§ Short task
Pull out every line in the records below that contains the word "wooden". Case counts, so skip lines where it appears with different capitalization.

§ Provided material
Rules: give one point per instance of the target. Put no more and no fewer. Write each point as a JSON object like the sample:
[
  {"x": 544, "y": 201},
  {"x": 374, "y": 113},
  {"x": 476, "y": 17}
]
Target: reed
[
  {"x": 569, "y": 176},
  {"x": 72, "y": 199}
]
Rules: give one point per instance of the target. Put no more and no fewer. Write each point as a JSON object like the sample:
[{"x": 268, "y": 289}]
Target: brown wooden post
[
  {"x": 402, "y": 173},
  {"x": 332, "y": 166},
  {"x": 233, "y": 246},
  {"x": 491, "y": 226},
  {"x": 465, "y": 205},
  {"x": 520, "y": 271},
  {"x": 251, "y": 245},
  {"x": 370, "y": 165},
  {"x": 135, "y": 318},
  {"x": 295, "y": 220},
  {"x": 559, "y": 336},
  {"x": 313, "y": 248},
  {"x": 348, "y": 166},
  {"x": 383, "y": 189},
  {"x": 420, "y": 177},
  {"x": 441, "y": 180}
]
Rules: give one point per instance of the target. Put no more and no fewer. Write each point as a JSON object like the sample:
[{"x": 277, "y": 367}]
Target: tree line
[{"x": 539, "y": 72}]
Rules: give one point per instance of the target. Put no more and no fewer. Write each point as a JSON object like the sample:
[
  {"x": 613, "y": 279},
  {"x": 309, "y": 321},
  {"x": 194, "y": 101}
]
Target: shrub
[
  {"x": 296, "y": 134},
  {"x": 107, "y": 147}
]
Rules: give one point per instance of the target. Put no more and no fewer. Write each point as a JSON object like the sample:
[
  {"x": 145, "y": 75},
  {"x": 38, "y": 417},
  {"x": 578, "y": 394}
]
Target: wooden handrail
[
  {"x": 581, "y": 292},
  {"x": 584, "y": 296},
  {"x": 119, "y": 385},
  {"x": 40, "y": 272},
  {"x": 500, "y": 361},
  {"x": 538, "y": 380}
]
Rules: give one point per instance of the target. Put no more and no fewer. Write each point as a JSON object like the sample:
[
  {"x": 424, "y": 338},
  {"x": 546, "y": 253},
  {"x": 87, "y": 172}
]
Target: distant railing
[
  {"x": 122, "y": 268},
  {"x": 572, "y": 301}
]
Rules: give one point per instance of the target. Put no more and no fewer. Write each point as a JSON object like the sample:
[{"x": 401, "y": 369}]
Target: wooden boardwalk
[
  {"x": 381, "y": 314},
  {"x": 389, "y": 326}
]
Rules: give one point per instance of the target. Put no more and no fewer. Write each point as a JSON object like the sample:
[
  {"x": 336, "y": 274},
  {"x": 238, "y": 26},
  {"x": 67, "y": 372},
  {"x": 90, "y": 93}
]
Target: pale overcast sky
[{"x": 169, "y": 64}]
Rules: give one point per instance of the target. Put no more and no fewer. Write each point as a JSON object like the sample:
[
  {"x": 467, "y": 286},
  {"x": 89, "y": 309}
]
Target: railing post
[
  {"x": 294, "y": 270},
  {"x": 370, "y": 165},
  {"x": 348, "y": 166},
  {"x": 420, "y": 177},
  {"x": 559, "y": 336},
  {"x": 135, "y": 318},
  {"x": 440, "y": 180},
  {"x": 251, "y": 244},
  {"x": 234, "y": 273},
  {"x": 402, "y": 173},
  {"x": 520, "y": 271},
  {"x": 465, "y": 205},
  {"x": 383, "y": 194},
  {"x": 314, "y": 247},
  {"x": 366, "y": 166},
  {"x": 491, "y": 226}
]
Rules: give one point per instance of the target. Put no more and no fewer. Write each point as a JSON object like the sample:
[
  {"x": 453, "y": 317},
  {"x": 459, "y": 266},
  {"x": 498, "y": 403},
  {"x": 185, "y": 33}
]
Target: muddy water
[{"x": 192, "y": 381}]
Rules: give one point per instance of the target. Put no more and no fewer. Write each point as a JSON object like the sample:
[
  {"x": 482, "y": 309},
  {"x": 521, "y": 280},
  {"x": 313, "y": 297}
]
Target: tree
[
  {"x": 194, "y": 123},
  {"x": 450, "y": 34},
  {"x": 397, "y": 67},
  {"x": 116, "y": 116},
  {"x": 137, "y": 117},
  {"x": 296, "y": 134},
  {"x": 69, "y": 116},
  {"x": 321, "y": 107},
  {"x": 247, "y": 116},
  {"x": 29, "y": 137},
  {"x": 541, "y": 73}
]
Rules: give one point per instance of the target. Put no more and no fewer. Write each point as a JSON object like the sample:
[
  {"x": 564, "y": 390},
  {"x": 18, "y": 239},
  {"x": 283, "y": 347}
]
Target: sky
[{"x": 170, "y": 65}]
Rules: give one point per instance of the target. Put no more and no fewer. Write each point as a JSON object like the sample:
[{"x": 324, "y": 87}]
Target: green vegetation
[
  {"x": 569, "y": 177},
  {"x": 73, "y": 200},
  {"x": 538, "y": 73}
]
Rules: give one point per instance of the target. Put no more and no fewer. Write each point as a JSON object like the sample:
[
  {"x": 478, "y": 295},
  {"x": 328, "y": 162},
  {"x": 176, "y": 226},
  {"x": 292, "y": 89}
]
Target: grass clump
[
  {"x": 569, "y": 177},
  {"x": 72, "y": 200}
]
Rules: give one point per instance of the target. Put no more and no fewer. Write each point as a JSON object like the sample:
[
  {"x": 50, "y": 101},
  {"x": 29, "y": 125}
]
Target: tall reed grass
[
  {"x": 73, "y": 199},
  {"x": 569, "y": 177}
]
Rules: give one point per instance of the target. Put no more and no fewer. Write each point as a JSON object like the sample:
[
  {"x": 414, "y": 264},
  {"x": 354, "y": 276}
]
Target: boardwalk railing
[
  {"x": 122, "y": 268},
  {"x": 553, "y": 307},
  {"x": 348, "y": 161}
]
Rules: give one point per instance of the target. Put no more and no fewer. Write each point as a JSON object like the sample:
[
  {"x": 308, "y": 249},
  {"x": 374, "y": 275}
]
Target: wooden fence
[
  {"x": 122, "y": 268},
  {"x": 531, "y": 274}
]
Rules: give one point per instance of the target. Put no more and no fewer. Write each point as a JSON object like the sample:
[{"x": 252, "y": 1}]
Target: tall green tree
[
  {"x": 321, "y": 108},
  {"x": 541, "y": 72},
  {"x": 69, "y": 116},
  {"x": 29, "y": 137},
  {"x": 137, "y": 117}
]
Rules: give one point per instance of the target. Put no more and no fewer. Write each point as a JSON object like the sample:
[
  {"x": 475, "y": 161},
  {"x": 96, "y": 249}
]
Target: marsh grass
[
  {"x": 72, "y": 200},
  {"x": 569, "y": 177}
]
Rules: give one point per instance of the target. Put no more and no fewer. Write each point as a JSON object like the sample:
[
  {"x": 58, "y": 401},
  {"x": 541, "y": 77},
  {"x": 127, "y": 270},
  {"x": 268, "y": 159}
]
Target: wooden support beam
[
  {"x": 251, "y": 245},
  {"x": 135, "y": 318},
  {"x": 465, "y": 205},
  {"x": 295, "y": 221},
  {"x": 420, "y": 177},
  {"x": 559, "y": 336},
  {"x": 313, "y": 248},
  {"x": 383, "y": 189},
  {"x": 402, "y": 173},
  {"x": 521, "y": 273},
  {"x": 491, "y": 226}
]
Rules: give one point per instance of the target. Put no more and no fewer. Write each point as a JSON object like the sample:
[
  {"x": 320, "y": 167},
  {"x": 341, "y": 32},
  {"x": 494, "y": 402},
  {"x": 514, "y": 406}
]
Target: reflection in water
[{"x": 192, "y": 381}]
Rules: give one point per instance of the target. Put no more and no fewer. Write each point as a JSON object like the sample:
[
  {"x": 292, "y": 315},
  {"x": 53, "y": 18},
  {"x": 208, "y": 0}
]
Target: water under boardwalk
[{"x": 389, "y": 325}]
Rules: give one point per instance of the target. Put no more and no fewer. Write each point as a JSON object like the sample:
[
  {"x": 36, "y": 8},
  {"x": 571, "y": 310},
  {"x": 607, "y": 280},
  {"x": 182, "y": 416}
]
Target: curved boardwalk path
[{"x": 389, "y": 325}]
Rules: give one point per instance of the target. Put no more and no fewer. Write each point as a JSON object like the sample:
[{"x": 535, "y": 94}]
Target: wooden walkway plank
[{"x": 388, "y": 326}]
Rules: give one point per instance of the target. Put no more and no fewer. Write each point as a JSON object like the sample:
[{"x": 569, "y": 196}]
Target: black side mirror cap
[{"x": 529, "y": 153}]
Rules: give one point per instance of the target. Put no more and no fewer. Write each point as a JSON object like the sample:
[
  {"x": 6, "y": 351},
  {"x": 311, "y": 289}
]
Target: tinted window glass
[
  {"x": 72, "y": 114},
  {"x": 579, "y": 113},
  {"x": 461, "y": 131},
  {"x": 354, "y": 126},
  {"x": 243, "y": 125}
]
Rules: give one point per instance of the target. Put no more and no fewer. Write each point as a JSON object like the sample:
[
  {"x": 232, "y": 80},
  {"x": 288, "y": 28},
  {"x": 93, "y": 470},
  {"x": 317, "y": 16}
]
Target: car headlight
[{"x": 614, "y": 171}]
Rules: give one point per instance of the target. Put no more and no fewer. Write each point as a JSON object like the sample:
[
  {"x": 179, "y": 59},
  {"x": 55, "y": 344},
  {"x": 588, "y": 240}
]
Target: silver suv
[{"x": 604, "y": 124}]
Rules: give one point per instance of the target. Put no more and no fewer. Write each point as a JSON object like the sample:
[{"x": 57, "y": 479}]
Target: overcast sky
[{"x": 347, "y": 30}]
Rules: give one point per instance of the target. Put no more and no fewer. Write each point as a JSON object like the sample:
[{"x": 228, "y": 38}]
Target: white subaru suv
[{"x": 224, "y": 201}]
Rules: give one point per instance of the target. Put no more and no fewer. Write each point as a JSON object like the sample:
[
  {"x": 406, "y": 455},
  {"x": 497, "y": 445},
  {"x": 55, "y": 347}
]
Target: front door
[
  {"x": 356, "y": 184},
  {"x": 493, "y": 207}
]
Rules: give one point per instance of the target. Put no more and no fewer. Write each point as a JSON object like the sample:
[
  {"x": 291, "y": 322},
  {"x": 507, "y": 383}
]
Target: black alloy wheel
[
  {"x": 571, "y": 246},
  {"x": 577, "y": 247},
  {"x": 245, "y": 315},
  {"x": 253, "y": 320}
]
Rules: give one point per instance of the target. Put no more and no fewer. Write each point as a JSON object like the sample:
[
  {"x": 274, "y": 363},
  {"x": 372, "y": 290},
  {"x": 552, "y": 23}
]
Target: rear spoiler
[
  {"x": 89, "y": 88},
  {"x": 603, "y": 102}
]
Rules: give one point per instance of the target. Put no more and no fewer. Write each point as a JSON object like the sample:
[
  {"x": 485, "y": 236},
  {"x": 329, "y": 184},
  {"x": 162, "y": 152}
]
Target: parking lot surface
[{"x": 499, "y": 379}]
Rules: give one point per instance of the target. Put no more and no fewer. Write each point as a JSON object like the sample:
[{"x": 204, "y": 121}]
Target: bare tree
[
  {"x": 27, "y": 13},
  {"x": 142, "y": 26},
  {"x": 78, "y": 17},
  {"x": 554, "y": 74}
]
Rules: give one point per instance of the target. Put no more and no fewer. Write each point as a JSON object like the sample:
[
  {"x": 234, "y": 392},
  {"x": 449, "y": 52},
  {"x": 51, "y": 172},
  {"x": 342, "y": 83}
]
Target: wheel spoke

§ Result of the exercise
Target: brown wooden post
Target: wooden handrail
Target: wooden boardwalk
Target: wooden fence
Target: wooden support beam
Target: wooden walkway plank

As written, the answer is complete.